> _REQUIRED ACTION_: Retype every record that follows, character for character.

> _SUPPLIED RECORDS_:
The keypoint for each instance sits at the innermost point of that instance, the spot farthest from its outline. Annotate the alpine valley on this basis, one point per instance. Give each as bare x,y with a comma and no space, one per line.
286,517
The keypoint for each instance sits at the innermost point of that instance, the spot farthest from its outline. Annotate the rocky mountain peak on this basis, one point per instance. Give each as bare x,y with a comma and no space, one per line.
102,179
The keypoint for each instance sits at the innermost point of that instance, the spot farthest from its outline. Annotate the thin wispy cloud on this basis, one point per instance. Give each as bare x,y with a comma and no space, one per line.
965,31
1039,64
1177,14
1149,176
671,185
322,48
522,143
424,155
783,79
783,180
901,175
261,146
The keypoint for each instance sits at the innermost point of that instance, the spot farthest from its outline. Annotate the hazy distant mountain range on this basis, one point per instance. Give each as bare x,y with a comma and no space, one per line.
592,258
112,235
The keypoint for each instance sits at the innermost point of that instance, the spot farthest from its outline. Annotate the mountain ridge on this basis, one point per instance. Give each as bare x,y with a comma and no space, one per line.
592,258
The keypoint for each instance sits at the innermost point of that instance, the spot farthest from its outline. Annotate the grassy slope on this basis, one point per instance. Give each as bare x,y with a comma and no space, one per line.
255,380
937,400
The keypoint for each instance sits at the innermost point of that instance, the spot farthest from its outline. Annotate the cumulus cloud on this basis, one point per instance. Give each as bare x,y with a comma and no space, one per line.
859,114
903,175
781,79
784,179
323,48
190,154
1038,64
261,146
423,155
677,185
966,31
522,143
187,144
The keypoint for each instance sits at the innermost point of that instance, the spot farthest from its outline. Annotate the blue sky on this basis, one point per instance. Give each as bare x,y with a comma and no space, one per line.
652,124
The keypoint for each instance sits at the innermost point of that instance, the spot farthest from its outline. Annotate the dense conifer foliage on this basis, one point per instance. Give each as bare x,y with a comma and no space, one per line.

> _SOLUTION FOR THIS TASK_:
The keypoint for each instance sits at the innermost point of that instance, the spot farthest from its outline. Annotate the alpine valley on this basis, one point per instance. Give each as bare x,y with a comma and no space, one per line.
286,517
The keypoint for each instance sits at the innermost point of that instance, the spot farthest from its outline. Annotate the rocky mountain peak on this basis, one point per instance. Give each as bare x,y with a comma and no space, one per line.
102,179
The keypoint for each instance sits at the innermost point of that instance, the spot farthest from its outline. Annotate the thin wispy cloud on this basis, one point per instance. Give each as bare x,y with a comma and no space, one per line.
965,31
1039,64
1177,14
1149,176
671,185
322,48
522,143
424,155
783,79
783,180
901,175
261,146
The keypoint for each instance sits at the innermost point of that instance, the spot farthest from its outline. Annotate the hazy distant mountain range on this basis, one point per instance. Give each as bare x,y with a comma and no space, one per line.
592,258
112,235
The keypoint for each instance sits at the innermost point of that instance, the spot farthest from its outline. Annotate the mountain ridge on this basis, one point per instance. Give each as bare x,y with a comma and no space, one per line.
592,258
The keypoint for each instance sits at the innermost point of that instance, the spot farthest from its outline. Annotate the grassy slope on this basis, one point per instance. Give each as bare x,y with a comma and no space, one per line.
255,380
937,400
The keypoint for each instance sits at the innermost point of that instance, the spot farthest from its outline. Annotate the cumulus cloud on this basis, one point per instance. Give each as bare x,y with a comma and no space, one per line.
859,114
903,175
781,79
784,179
323,48
190,154
1038,64
261,146
423,155
677,185
966,31
522,143
187,144
The keypoint for each instance sits at the innermost point of that instance, the spot farthest from its outline. Annotate the blue sky on this basis, one point per instance. Give each as bare x,y with a comma and no space, one per line.
652,124
The keypoint for each instance sits at the innermost point of that instance, the spot farthest from its outline. Annotate the dense conifer foliage on this basis, one point per instance. Give each as bare x,y with a comma and no space, one per line.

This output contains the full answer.